Text block:
## begin
Please acknowledge that there are different understandings of what happened and who did what in Russia. Do not agree. Just acknowledge.
Paul.
Kaor, Paul!
I acknowledge there are "different understandings" of what happened in Russia.
And I emphatically disagree with all who sympathize with Lenin. The real hero of early 20th century Russia was Stolypin.
Ad astra! Sean
FWIW I got most of my understanding of the claims of Democratic Peace Theory from the book "Never At War" by Spencer Weart.
The Wikipedia article https://en.wikipedia.org/wiki/Never_at_War gives a summary of the book which fits well with my recollections from reading the book quite a few years ago.
A crucial point is that for purposes of Weart's thesis, what we would consider imperfect democracies because they don't have *women's* suffrage, count as democracies if at least 2/3 of the male population could vote.
This increases the data set for evaluating the thesis to many states before the 20th century, including both the classical Greek city states, and the city states of parts of late medieval & early modern Europe.
He also notes that in oligarchic republics the elite that can vote lives in fear of rebellion by the non-voting majority. So he has two means of differentiating between oligarchic & democratic republics that give the same answers.
Note that by these criteria, in 1860 the northern US was a democracy & the Confederacy was an oligarchy.
Check the Wikipedia article to see if the book would be worth reading.
Sean,
We know by now whom you emphatically disagree with but there has to be an acknowledgement that many informed people disagree with you about that. Therefore, it is simply inadequate to state as if this were the full facts of the case that an individual monster seized power - end of.
Paul.
Kaor, Paul!
Why are you so fixated on defending that hideous and monstrous creature? The Reign of Permanent Terror and the gulags forever condemns Lenin!
## end
Pointing and labeling records
## begin
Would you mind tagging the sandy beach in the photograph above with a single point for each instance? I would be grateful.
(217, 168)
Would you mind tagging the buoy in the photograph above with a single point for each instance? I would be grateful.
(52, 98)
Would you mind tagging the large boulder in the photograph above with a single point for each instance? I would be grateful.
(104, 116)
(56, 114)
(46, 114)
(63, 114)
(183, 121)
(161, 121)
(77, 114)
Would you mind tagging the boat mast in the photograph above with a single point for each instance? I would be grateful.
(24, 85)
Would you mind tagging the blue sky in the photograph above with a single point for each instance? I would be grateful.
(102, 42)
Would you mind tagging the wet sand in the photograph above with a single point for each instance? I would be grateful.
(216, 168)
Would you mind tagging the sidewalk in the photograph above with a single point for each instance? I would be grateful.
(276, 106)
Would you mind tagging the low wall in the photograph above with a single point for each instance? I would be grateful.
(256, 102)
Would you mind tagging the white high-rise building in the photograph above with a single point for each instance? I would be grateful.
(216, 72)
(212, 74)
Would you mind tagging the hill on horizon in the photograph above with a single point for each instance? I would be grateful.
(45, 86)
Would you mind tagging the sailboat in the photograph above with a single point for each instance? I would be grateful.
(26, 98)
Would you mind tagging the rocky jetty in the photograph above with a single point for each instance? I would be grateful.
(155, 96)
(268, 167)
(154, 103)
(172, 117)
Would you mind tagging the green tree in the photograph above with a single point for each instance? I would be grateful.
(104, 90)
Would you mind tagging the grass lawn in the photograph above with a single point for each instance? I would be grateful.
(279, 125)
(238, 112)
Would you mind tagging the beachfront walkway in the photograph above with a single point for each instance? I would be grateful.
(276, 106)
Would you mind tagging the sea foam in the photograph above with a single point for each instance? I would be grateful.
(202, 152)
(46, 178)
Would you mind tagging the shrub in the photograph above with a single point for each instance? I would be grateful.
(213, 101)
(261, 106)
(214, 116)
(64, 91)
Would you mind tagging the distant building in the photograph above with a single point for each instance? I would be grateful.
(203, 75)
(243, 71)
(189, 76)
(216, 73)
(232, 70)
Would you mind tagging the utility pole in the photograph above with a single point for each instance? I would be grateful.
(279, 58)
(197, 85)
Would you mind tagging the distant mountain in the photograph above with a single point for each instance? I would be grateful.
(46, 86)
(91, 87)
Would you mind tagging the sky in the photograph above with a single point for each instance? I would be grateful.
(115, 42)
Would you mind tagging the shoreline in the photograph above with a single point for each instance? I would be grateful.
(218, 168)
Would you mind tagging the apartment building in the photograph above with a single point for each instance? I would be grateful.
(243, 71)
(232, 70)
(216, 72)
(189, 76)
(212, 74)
## end
Work to complete:
A. In the forum exchange about Russia and Democratic Peace Theory, what share of the male population had to be able to vote for a state to count as a democracy under Weart's thesis?
B. Write the next part of the forum exchange about Russia and Democratic Peace Theory, starting after its last line.

Results by task:
A. At least two-thirds of the male population.

B.
Ad astra! Sean
Sean,
There you go again. "That hideous and monstrous creature," stated as if it were a simple indisputable fact. Many people disagree with you. I have outlined at least twice, maybe three times, in combox discussions on this blog what I think happened and what then went wrong in Russia, the last time quite recently. I am not going to go through it again, especially since subsequent discussions simply do not refer to anything that has been said.
Paul.
Kaor, Paul!
Yes, it should be accepted as indisputable what a monster Lenin was! Solzhenitsyn, in THE GULAG ARCHIPELAGO, stripped away the last tattered rags of Lenin's "benign" mask. I read all three volumes and Solzhenitsyn relentlessly traced the origins of the horrors of the Soviet regime to the words and acts of Lenin.
I mentioned Lenin because almost any mention of Russia, esp. in the early 1900's, brings that tyrant to mind. Esp. when I think of vastly better men and alternatives, such as Peter Stolypin.
Russia is a dying nation in a demographic death spiral because of the regime Lenin founded! That angers me when I think of how hopeful the prospects were for Russia in 1914.
Ad astra! Sean
Sean,
I ask you not to restate your view but to acknowledge that there are other views.
Paul.
Kaor, Paul!
I did acknowledge the existence of such views above.
Ad astra! Sean
Sean,
Yes but, if you try to round off a discussion by effectively saying that you are obviously right and the other side is obviously wrong, then that will never end the discussion!
Paul.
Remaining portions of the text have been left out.